(DIRECTIVE):
Extract each line of the listing below that contains the string "item".

(RAW RECORDS):

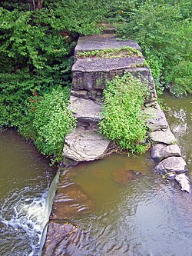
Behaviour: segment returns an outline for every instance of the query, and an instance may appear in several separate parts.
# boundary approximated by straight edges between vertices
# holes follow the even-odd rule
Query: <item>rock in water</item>
[[[175,141],[175,137],[168,128],[166,131],[154,131],[149,132],[149,138],[154,142],[162,142],[170,145]]]
[[[151,158],[160,161],[171,156],[180,156],[180,149],[177,145],[167,145],[163,143],[154,144],[151,150]]]
[[[96,131],[79,127],[66,136],[64,158],[78,161],[100,159],[104,157],[110,143],[110,140]]]
[[[154,169],[163,175],[170,172],[180,174],[187,171],[186,162],[181,157],[167,158],[155,166]]]
[[[180,189],[182,191],[185,191],[188,193],[190,193],[190,179],[188,177],[185,175],[185,174],[181,173],[178,175],[176,175],[175,180],[180,185]]]

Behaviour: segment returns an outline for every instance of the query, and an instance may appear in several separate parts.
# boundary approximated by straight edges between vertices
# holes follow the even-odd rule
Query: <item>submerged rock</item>
[[[153,145],[151,149],[151,158],[157,161],[172,156],[180,156],[180,149],[177,145],[167,145],[163,143]]]
[[[169,157],[161,161],[154,169],[163,175],[172,172],[180,174],[187,171],[186,162],[181,157]]]
[[[65,158],[78,161],[102,158],[110,145],[110,140],[96,131],[78,128],[66,136],[63,149]]]
[[[185,174],[182,173],[176,175],[175,180],[179,183],[182,191],[190,193],[190,179]]]
[[[120,184],[126,184],[135,181],[144,176],[139,171],[134,170],[116,169],[112,174],[112,179]]]
[[[76,225],[65,222],[65,221],[50,221],[48,224],[46,243],[42,256],[64,255],[65,250],[57,251],[59,244],[61,244],[71,233],[77,232]]]
[[[166,131],[149,132],[149,138],[154,142],[161,142],[167,145],[175,142],[175,137],[169,128]]]

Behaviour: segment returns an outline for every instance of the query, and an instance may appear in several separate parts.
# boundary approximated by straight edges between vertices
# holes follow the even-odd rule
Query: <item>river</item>
[[[192,99],[165,95],[164,101],[192,179]],[[0,255],[38,255],[55,170],[12,130],[0,134]],[[114,154],[73,168],[72,181],[94,208],[71,215],[81,231],[66,238],[66,255],[192,255],[192,197],[155,173],[154,165],[147,152]]]
[[[14,130],[0,133],[0,255],[35,256],[55,169]]]

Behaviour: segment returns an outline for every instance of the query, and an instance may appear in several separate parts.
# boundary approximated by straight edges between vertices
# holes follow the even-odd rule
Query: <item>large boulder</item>
[[[64,158],[77,161],[102,158],[110,145],[110,140],[95,131],[78,128],[65,138]]]
[[[155,166],[154,169],[163,175],[172,172],[180,174],[187,171],[186,162],[181,157],[167,158]]]
[[[177,145],[167,145],[163,143],[153,145],[151,149],[151,158],[157,161],[171,156],[180,156],[180,149]]]
[[[174,144],[176,139],[170,128],[166,131],[154,131],[149,132],[149,138],[154,142],[161,142],[167,145]]]

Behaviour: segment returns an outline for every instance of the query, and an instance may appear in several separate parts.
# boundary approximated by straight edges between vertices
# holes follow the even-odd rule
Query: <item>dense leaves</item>
[[[141,107],[147,95],[147,85],[139,78],[125,74],[109,81],[104,91],[104,119],[100,128],[104,135],[121,149],[142,153],[147,128]]]
[[[31,108],[36,132],[35,145],[41,152],[52,155],[57,161],[61,160],[64,138],[76,124],[68,108],[69,91],[69,88],[53,89],[44,95],[36,108]]]
[[[121,12],[123,3],[124,6],[127,3],[127,8]],[[192,2],[125,0],[119,2],[118,6],[119,15],[113,20],[118,22],[119,35],[140,44],[161,88],[164,82],[177,96],[191,93],[192,74],[185,70],[192,61]]]
[[[99,31],[104,6],[101,1],[1,2],[0,128],[15,127],[43,154],[61,155],[74,124],[63,94],[68,96],[76,38]]]

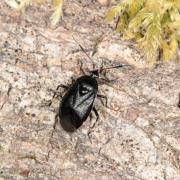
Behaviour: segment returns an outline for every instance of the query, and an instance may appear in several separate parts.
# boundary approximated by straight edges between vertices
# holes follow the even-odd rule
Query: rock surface
[[[20,15],[0,2],[0,179],[180,179],[180,63],[147,68],[106,24],[106,10],[68,0],[63,20],[50,29],[48,6]],[[91,141],[89,119],[73,134],[57,124],[50,139],[59,100],[45,102],[57,85],[81,75],[80,62],[92,69],[73,36],[94,52],[96,67],[133,65],[109,71],[116,81],[100,86],[108,107],[96,101]]]

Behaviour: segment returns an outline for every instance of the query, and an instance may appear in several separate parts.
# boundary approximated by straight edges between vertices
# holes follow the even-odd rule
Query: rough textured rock
[[[50,29],[47,6],[20,15],[0,2],[0,179],[180,179],[180,63],[145,68],[98,3],[70,0],[64,11]],[[73,134],[58,124],[50,139],[59,100],[45,102],[58,84],[81,75],[80,61],[92,68],[72,36],[95,52],[97,67],[133,65],[108,72],[117,80],[100,86],[109,103],[96,102],[100,119],[91,141],[89,120]]]

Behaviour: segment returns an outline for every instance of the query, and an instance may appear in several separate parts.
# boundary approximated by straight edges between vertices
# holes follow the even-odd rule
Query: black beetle
[[[92,59],[86,53],[84,48],[76,41],[74,37],[73,39],[79,45],[81,50],[87,55],[87,57],[92,61]],[[92,110],[96,115],[96,121],[97,121],[99,119],[99,115],[96,108],[93,106],[94,100],[96,99],[96,97],[105,98],[107,105],[107,97],[98,94],[97,78],[99,77],[99,74],[102,73],[104,70],[112,69],[112,68],[120,68],[123,66],[130,66],[130,65],[120,64],[117,66],[110,66],[106,68],[101,67],[100,69],[90,71],[90,75],[83,75],[79,77],[70,86],[59,85],[57,87],[57,90],[59,89],[59,87],[63,87],[67,91],[65,95],[62,97],[62,101],[59,107],[59,113],[56,115],[55,118],[56,120],[54,123],[54,129],[59,117],[62,128],[67,132],[73,132],[76,129],[78,129],[83,124],[84,121],[86,121]],[[94,63],[93,63],[93,68],[94,68]],[[82,64],[80,69],[84,73],[82,69]],[[53,97],[56,96],[55,94]],[[94,127],[95,123],[93,124],[92,128]],[[52,136],[53,136],[53,132],[52,132]]]
[[[105,96],[97,94],[98,93],[97,78],[99,77],[99,74],[104,70],[119,68],[123,66],[129,66],[129,65],[118,65],[118,66],[96,69],[90,71],[91,72],[90,75],[80,76],[69,87],[64,85],[59,85],[58,88],[63,87],[67,91],[65,95],[62,97],[62,101],[59,107],[59,113],[56,116],[56,122],[54,128],[57,123],[57,117],[59,116],[60,124],[62,128],[68,132],[73,132],[76,129],[78,129],[83,124],[84,121],[86,121],[92,110],[95,112],[96,121],[97,121],[99,115],[96,108],[93,106],[94,100],[96,97],[106,99]]]

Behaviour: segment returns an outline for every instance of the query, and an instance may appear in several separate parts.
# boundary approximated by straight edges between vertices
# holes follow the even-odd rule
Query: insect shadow
[[[78,45],[82,49],[82,51],[88,56],[83,47],[80,44]],[[91,59],[89,56],[88,58]],[[106,72],[106,70],[110,70],[113,68],[121,68],[130,65],[120,64],[109,67],[101,66],[101,68],[99,69],[89,71],[89,75],[85,74],[82,66],[83,64],[81,63],[80,70],[83,75],[76,80],[73,79],[72,83],[68,86],[60,84],[53,95],[52,99],[57,98],[61,96],[61,94],[57,95],[59,88],[65,89],[65,94],[61,96],[62,100],[60,102],[58,114],[55,117],[55,123],[53,126],[53,132],[51,137],[53,136],[58,120],[61,124],[61,127],[65,131],[74,132],[81,127],[83,122],[86,121],[88,117],[92,117],[91,112],[93,111],[96,115],[96,120],[91,127],[92,129],[99,119],[98,111],[94,105],[95,99],[99,98],[102,104],[107,106],[107,97],[98,93],[98,86],[100,83],[111,82],[111,80],[109,80],[106,76],[105,79],[100,79],[100,74]],[[94,67],[95,65],[93,64],[93,68]],[[104,73],[104,75],[105,74],[106,73]],[[103,100],[105,100],[105,103]],[[88,133],[88,137],[89,135],[90,130]]]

(SOLUTION TO THIS EXERCISE):
Query: <item>rock in water</item>
Query: <item>submerged rock</item>
Query: <item>river</item>
Query: <item>large boulder</item>
Query: <item>dense leaves</item>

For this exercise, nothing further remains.